**PASSAGE PROVIDED**
◇ ◇ ◇ ◇

This blog is dedicated to my little girl Ellie Marie. She was stillborn at 37 weeks and 3 days of pregnancy. I am hoping that this blog will help me and others who have to go through this grieving and healing process.

Friday, July 29, 2011

Ellie,
I'm doing a little better today. I don't want you to worry about me. I did get really low last night. I finally had Dad give me a blessing. I knew I needed it. It was and amazing experience. He always gives the best blessings. I think it's one of his gifts. It was long, longer than my patriarchal blessing, and it was very spiritual. I was kind of hoping he'd come right out and promise me that I would have kids that I could raise here on earth, but of course things don't really work that way. Not for me at least.
Talking to your dad always helps anyways. He's always able to make me feel better. It helps that usually he's up when i'm down. That's why it was so nice the other that I was up when he was down. It doesn't usually happen that way. It felt good to be able to help him out for a change. We ended up making a late night run to Smith's for snack food. Which, I know I shouldn't be comforting myself with food, but that's a completely different discussion.

◇ ◇ ◇ ◇

(Point localization data)
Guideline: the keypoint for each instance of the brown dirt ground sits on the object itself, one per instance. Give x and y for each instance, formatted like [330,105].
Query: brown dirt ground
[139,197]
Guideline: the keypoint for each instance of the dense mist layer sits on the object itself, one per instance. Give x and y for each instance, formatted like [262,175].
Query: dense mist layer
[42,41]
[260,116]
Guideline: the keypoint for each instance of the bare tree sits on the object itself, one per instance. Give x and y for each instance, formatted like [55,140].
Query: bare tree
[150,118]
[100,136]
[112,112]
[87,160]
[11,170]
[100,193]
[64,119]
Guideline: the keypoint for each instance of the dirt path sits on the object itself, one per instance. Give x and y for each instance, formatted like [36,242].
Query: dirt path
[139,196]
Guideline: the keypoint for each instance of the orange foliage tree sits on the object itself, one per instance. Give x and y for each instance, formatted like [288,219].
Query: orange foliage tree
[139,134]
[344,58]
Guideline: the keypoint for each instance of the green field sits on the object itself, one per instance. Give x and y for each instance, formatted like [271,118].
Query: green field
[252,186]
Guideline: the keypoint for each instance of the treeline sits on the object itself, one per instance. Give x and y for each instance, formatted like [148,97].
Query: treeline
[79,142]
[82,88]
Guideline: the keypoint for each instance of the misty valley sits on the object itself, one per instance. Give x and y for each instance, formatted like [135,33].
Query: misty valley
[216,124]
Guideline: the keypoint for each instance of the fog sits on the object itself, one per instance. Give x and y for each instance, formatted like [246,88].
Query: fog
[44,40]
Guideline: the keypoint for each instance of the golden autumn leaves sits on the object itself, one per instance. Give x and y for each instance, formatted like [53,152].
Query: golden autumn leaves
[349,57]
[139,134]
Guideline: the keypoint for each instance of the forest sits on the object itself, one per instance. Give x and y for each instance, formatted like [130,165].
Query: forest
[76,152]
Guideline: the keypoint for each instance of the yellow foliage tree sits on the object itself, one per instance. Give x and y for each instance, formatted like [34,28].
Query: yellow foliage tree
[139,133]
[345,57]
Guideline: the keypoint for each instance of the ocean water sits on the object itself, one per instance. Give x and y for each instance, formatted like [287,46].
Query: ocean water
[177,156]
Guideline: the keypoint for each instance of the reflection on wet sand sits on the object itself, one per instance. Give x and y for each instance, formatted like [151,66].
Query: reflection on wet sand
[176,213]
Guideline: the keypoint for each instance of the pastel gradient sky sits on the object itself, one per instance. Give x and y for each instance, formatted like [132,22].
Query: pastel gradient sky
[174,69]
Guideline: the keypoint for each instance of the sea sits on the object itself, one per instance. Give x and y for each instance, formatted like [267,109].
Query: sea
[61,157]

◇ ◇ ◇ ◇

**DIRECTIONS**
Return the part of the blog post that begins with the words containing "Talking to your" and ends with "completely different discussion.", copied word for word. The data was taken from a separate source that has nothing to do with the blog post.

**ANSWER FOR THIS EXERCISE**
Talking to your dad always helps anyways. He's always able to make me feel better. It helps that usually he's up when i'm down. That's why it was so nice the other that I was up when he was down. It doesn't usually happen that way. It felt good to be able to help him out for a change. We ended up making a late night run to Smith's for snack food. Which, I know I shouldn't be comforting myself with food, but that's a completely different discussion.